Set task. Copy the entries below, from their beginning through the line containing "left=0, top=106, right=393, bottom=300", substituting "enclosing rectangle" for every occurrence of "bounding box" and leaving everything else unchanged. Omit the pictures from your copy.

**********

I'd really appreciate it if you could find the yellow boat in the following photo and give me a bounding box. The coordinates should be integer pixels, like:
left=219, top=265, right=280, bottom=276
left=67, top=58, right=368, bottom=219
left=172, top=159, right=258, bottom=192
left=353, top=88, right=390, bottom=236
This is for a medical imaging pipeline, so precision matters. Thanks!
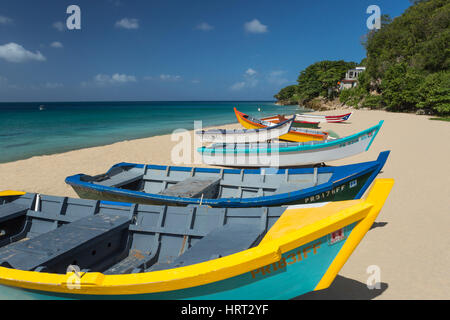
left=0, top=179, right=394, bottom=300
left=234, top=108, right=328, bottom=142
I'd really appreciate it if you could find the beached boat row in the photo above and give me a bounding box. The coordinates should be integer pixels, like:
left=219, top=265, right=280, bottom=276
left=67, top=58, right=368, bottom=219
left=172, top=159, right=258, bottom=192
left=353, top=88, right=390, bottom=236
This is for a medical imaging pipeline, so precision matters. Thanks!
left=0, top=106, right=393, bottom=300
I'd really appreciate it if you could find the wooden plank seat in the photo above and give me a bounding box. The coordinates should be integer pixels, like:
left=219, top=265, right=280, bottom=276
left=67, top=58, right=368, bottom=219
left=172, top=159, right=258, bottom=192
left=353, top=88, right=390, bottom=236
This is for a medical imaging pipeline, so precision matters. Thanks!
left=96, top=171, right=144, bottom=188
left=147, top=223, right=265, bottom=271
left=159, top=177, right=220, bottom=199
left=0, top=203, right=28, bottom=223
left=0, top=213, right=131, bottom=271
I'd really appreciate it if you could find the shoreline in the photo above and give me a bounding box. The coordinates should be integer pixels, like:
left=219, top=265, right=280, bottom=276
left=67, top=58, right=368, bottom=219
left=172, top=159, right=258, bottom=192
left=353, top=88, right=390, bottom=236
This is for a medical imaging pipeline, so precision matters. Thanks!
left=0, top=110, right=450, bottom=299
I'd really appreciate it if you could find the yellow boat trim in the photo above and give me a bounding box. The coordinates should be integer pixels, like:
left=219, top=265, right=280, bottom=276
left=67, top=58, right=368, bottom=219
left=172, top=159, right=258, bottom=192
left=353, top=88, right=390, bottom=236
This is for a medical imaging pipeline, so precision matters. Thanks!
left=0, top=190, right=26, bottom=197
left=237, top=110, right=328, bottom=142
left=314, top=179, right=394, bottom=291
left=0, top=180, right=392, bottom=295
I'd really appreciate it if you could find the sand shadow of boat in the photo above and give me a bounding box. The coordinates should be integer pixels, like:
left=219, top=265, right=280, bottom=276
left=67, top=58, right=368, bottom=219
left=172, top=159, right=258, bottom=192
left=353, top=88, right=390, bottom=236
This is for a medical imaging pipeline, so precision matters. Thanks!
left=293, top=275, right=389, bottom=300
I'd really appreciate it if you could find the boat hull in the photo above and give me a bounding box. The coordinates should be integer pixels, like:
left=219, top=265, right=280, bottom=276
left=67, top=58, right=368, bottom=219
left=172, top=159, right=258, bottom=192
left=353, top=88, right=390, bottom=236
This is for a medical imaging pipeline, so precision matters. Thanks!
left=202, top=122, right=382, bottom=167
left=234, top=108, right=328, bottom=142
left=68, top=167, right=381, bottom=208
left=0, top=179, right=394, bottom=300
left=261, top=116, right=320, bottom=129
left=0, top=224, right=355, bottom=300
left=296, top=112, right=352, bottom=123
left=196, top=118, right=294, bottom=143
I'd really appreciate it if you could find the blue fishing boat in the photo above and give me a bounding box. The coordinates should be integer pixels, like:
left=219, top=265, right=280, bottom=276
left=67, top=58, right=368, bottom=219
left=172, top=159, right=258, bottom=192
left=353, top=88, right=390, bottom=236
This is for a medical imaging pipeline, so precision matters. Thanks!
left=0, top=179, right=393, bottom=300
left=66, top=151, right=389, bottom=208
left=197, top=121, right=384, bottom=168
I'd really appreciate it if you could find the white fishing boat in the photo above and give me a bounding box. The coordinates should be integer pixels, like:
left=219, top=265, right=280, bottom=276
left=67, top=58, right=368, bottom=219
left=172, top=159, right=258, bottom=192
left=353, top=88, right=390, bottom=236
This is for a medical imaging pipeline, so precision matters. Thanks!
left=198, top=121, right=383, bottom=167
left=195, top=116, right=295, bottom=143
left=296, top=112, right=353, bottom=123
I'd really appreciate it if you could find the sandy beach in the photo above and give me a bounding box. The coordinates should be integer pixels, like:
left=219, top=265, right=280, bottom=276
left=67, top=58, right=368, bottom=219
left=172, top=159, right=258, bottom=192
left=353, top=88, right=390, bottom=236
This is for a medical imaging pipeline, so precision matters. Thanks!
left=0, top=110, right=450, bottom=299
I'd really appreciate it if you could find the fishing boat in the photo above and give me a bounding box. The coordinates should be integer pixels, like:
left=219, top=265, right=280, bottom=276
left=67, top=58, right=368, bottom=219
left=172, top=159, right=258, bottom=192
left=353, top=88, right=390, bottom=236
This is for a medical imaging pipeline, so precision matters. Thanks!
left=261, top=114, right=320, bottom=129
left=197, top=121, right=383, bottom=167
left=0, top=179, right=394, bottom=300
left=195, top=116, right=295, bottom=143
left=234, top=108, right=328, bottom=142
left=66, top=151, right=389, bottom=208
left=296, top=112, right=353, bottom=123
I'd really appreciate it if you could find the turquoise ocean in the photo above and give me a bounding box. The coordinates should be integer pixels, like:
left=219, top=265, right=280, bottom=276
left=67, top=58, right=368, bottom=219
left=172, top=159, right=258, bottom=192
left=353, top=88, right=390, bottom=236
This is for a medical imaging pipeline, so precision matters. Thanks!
left=0, top=101, right=304, bottom=163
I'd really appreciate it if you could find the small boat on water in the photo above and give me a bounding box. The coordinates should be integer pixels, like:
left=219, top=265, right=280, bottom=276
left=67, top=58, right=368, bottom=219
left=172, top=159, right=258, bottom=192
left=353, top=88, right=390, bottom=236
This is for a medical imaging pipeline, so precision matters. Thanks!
left=234, top=108, right=328, bottom=142
left=198, top=121, right=383, bottom=167
left=66, top=151, right=389, bottom=207
left=296, top=112, right=353, bottom=123
left=0, top=179, right=394, bottom=300
left=261, top=114, right=320, bottom=129
left=195, top=116, right=295, bottom=143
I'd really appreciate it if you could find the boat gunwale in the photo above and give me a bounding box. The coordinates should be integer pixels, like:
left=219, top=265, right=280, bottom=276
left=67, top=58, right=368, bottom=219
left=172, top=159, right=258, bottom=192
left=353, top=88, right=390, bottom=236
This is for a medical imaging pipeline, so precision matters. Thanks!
left=197, top=120, right=384, bottom=155
left=65, top=151, right=390, bottom=207
left=0, top=179, right=389, bottom=295
left=234, top=108, right=328, bottom=141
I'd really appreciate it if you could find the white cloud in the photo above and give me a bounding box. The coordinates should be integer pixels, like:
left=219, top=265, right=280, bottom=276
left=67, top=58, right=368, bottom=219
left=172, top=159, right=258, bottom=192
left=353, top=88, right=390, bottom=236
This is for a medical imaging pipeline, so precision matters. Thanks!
left=43, top=82, right=64, bottom=89
left=230, top=81, right=246, bottom=91
left=50, top=41, right=64, bottom=48
left=195, top=22, right=214, bottom=31
left=0, top=42, right=47, bottom=63
left=245, top=68, right=257, bottom=76
left=0, top=75, right=8, bottom=87
left=230, top=68, right=259, bottom=91
left=52, top=21, right=65, bottom=32
left=0, top=16, right=13, bottom=24
left=116, top=18, right=139, bottom=29
left=159, top=74, right=181, bottom=81
left=244, top=19, right=268, bottom=33
left=81, top=73, right=137, bottom=87
left=267, top=70, right=289, bottom=85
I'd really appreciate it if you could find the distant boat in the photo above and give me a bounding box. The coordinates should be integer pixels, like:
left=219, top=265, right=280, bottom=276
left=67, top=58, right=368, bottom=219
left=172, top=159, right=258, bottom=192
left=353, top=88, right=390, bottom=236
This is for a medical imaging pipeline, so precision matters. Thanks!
left=234, top=108, right=328, bottom=142
left=195, top=116, right=295, bottom=143
left=198, top=121, right=383, bottom=167
left=261, top=114, right=320, bottom=129
left=0, top=179, right=394, bottom=300
left=297, top=112, right=353, bottom=123
left=66, top=151, right=389, bottom=208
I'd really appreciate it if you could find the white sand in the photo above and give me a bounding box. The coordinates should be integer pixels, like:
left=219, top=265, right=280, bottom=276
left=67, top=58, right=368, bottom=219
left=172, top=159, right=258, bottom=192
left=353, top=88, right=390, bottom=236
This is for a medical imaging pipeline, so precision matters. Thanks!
left=0, top=110, right=450, bottom=299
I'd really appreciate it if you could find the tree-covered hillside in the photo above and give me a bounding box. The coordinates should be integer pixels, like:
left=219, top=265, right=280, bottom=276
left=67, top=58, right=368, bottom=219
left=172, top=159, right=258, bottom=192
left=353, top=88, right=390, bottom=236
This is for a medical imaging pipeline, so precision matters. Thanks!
left=276, top=0, right=450, bottom=115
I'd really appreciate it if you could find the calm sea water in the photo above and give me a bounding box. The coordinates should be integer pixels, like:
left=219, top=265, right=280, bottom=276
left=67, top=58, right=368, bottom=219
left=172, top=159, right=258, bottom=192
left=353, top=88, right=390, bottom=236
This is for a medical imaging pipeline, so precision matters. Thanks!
left=0, top=101, right=304, bottom=163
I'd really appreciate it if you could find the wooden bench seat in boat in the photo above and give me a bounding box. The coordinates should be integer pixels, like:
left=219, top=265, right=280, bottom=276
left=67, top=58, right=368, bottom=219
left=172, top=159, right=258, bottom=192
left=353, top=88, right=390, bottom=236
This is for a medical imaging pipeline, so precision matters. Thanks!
left=0, top=213, right=131, bottom=272
left=0, top=203, right=28, bottom=222
left=95, top=171, right=143, bottom=188
left=148, top=223, right=265, bottom=271
left=159, top=177, right=220, bottom=199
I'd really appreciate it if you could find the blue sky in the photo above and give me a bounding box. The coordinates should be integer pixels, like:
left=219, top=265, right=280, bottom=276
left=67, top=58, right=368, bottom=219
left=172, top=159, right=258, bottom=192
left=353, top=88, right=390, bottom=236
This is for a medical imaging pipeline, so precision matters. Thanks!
left=0, top=0, right=410, bottom=101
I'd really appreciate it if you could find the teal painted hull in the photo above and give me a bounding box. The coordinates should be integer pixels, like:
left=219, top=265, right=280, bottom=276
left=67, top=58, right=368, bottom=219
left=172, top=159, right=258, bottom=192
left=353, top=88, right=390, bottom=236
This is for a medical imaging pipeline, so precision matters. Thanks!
left=0, top=223, right=356, bottom=300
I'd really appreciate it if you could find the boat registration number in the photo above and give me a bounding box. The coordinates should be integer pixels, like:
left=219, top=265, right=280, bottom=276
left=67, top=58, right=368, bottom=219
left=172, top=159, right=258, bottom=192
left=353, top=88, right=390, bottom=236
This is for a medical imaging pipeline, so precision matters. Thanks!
left=328, top=228, right=345, bottom=245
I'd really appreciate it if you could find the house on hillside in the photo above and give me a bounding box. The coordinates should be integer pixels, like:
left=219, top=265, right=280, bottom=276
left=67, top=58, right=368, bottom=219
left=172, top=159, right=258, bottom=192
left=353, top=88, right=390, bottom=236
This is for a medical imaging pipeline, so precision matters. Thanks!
left=339, top=67, right=366, bottom=91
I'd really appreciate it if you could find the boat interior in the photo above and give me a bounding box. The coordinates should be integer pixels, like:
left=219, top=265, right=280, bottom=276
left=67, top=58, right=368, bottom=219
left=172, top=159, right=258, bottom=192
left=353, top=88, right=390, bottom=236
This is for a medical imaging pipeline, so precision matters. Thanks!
left=241, top=114, right=328, bottom=139
left=0, top=193, right=286, bottom=274
left=80, top=165, right=333, bottom=199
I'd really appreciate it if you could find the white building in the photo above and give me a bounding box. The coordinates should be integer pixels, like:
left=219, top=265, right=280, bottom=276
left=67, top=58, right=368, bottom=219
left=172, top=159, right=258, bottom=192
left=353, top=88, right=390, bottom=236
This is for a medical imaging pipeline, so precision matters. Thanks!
left=339, top=67, right=366, bottom=90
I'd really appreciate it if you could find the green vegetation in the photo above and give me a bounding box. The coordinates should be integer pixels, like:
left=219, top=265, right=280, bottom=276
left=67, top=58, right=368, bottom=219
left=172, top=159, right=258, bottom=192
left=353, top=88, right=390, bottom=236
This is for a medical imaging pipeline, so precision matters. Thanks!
left=430, top=117, right=450, bottom=121
left=275, top=0, right=450, bottom=118
left=274, top=60, right=357, bottom=103
left=297, top=60, right=357, bottom=101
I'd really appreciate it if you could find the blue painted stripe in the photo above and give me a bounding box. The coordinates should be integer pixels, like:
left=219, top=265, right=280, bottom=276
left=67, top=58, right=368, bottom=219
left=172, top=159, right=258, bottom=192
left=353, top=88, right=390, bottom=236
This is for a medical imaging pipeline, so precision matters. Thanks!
left=197, top=120, right=384, bottom=154
left=66, top=151, right=389, bottom=207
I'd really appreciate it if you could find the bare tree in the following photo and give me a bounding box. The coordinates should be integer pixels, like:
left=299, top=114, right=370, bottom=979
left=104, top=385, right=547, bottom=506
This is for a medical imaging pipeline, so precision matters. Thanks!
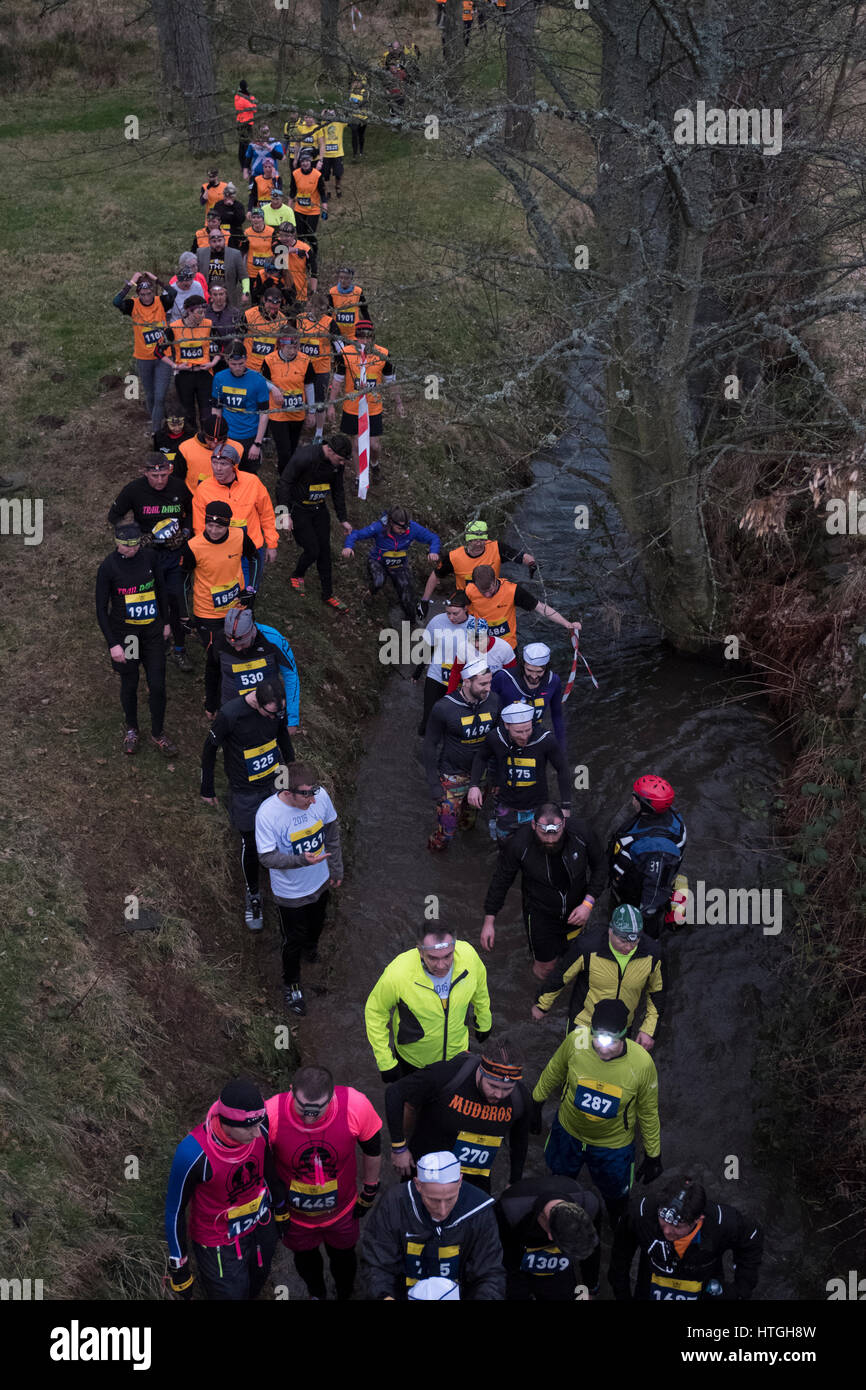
left=152, top=0, right=225, bottom=157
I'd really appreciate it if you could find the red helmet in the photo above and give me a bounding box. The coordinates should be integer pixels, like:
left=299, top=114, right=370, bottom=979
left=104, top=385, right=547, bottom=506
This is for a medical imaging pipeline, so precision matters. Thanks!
left=631, top=773, right=674, bottom=810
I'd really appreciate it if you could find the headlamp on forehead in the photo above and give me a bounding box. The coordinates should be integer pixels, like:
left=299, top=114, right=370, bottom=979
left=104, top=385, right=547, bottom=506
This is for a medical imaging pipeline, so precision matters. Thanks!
left=591, top=1029, right=628, bottom=1047
left=659, top=1187, right=695, bottom=1226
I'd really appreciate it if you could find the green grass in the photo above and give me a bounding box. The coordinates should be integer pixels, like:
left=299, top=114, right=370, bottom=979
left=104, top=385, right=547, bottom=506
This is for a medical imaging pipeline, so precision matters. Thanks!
left=0, top=35, right=569, bottom=1298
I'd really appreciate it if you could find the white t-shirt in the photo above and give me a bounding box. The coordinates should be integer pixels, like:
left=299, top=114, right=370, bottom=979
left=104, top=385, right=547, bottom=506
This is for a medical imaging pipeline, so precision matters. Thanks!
left=424, top=613, right=469, bottom=685
left=256, top=787, right=336, bottom=898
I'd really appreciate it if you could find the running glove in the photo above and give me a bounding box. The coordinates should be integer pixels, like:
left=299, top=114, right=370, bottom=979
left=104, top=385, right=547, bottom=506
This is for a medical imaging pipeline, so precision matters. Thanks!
left=352, top=1183, right=379, bottom=1220
left=635, top=1154, right=662, bottom=1186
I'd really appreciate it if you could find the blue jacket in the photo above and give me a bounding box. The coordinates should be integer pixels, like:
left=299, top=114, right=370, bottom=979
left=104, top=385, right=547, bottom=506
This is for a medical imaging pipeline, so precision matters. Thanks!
left=343, top=517, right=441, bottom=570
left=256, top=623, right=300, bottom=724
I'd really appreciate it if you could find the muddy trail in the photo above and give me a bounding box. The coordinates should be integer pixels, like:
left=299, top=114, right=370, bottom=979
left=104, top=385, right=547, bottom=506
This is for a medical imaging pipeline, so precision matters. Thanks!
left=274, top=375, right=815, bottom=1300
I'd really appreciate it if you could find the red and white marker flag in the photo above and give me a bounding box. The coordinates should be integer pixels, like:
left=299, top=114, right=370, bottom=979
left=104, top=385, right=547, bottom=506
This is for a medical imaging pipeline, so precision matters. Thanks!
left=357, top=343, right=370, bottom=502
left=563, top=632, right=598, bottom=701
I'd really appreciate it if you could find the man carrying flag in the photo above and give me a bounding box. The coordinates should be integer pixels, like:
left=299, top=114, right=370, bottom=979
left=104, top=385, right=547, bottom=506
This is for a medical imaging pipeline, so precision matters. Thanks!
left=331, top=318, right=406, bottom=498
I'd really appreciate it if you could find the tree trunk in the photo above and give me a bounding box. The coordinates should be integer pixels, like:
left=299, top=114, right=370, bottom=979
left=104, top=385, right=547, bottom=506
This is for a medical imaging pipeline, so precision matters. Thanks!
left=152, top=0, right=181, bottom=125
left=596, top=0, right=719, bottom=649
left=505, top=0, right=538, bottom=152
left=320, top=0, right=341, bottom=82
left=153, top=0, right=225, bottom=158
left=442, top=0, right=463, bottom=90
left=274, top=0, right=291, bottom=107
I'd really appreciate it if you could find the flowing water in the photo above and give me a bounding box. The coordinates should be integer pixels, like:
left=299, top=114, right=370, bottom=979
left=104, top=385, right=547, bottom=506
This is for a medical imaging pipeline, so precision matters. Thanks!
left=275, top=374, right=823, bottom=1298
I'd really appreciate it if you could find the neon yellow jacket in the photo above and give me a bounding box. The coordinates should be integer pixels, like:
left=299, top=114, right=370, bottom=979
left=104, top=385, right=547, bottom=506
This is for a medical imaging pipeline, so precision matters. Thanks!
left=532, top=1027, right=662, bottom=1158
left=364, top=941, right=492, bottom=1072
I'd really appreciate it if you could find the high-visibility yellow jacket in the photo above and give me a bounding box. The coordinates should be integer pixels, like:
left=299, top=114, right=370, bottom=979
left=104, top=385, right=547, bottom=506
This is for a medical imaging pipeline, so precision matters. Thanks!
left=532, top=1029, right=662, bottom=1158
left=364, top=941, right=492, bottom=1072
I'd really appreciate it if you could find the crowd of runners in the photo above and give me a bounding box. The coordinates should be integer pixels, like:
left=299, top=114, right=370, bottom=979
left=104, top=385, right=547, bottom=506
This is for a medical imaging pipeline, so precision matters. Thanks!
left=96, top=67, right=762, bottom=1301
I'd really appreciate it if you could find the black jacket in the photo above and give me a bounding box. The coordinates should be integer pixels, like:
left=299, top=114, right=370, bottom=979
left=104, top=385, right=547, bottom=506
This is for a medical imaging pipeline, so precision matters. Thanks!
left=496, top=1173, right=602, bottom=1273
left=484, top=816, right=606, bottom=919
left=277, top=443, right=348, bottom=521
left=361, top=1180, right=505, bottom=1300
left=607, top=1195, right=763, bottom=1301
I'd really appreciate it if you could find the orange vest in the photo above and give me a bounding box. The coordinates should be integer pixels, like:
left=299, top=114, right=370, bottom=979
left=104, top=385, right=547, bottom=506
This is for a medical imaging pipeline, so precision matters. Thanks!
left=192, top=473, right=279, bottom=550
left=202, top=179, right=227, bottom=213
left=274, top=242, right=310, bottom=303
left=243, top=309, right=288, bottom=371
left=243, top=227, right=274, bottom=279
left=178, top=435, right=243, bottom=492
left=337, top=342, right=388, bottom=416
left=328, top=285, right=364, bottom=338
left=293, top=168, right=321, bottom=217
left=170, top=318, right=213, bottom=370
left=181, top=527, right=245, bottom=619
left=448, top=541, right=502, bottom=589
left=297, top=314, right=334, bottom=377
left=235, top=92, right=259, bottom=125
left=129, top=296, right=168, bottom=361
left=466, top=580, right=517, bottom=651
left=265, top=352, right=316, bottom=420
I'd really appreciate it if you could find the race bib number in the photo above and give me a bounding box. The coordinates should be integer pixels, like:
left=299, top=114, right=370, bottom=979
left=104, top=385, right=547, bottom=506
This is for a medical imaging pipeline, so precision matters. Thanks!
left=460, top=714, right=493, bottom=744
left=506, top=758, right=535, bottom=787
left=455, top=1130, right=502, bottom=1177
left=243, top=738, right=277, bottom=781
left=289, top=820, right=325, bottom=855
left=406, top=1240, right=460, bottom=1287
left=289, top=1179, right=336, bottom=1212
left=232, top=656, right=268, bottom=695
left=649, top=1275, right=703, bottom=1302
left=227, top=1191, right=268, bottom=1240
left=520, top=1245, right=571, bottom=1275
left=574, top=1079, right=623, bottom=1120
left=210, top=580, right=240, bottom=607
left=124, top=594, right=157, bottom=627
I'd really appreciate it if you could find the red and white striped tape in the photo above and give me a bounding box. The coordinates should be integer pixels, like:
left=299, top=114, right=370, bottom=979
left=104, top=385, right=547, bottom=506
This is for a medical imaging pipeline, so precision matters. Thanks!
left=563, top=632, right=598, bottom=701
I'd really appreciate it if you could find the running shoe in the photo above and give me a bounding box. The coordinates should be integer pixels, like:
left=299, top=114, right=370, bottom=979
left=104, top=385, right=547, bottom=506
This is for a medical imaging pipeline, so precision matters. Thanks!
left=150, top=734, right=178, bottom=758
left=243, top=892, right=264, bottom=931
left=171, top=646, right=195, bottom=676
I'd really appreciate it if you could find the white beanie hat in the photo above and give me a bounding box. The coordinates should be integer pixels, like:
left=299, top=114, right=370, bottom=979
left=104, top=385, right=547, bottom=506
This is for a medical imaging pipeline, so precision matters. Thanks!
left=499, top=699, right=535, bottom=724
left=409, top=1275, right=460, bottom=1302
left=416, top=1148, right=460, bottom=1183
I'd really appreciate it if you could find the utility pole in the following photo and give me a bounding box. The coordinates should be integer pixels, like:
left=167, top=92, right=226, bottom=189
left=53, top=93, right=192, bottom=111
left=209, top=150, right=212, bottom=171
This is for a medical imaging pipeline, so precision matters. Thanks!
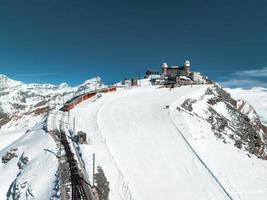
left=68, top=110, right=70, bottom=125
left=72, top=117, right=75, bottom=136
left=93, top=153, right=95, bottom=187
left=62, top=93, right=64, bottom=105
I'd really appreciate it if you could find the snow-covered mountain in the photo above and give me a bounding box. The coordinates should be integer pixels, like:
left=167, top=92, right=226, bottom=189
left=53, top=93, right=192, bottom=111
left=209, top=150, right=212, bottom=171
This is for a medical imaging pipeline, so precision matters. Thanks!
left=0, top=76, right=267, bottom=200
left=0, top=75, right=100, bottom=128
left=0, top=75, right=101, bottom=200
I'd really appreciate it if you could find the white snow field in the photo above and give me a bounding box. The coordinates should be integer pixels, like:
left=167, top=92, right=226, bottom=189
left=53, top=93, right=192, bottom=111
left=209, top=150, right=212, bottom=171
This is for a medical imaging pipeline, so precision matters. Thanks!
left=61, top=83, right=267, bottom=200
left=0, top=121, right=58, bottom=200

**********

Exercise answer.
I'd really appreciate it if you could find the yellow boat in the following photo and give me a enclosing rectangle. The coordinates should be integer pixels, like:
left=219, top=265, right=280, bottom=276
left=67, top=58, right=368, bottom=219
left=172, top=159, right=258, bottom=192
left=353, top=88, right=390, bottom=236
This is for a medical imaging pipeline, so precision matters. Thanks!
left=0, top=179, right=394, bottom=300
left=234, top=108, right=328, bottom=142
I'd really appreciate it if you could find the beached boat row in the photo above and give me a enclosing rectangle. The coordinates should be integer pixels, like:
left=219, top=265, right=280, bottom=276
left=67, top=58, right=368, bottom=219
left=172, top=159, right=258, bottom=192
left=353, top=88, right=390, bottom=236
This is for a medical imaging pipeline, so precision matters. Thanks!
left=0, top=106, right=393, bottom=300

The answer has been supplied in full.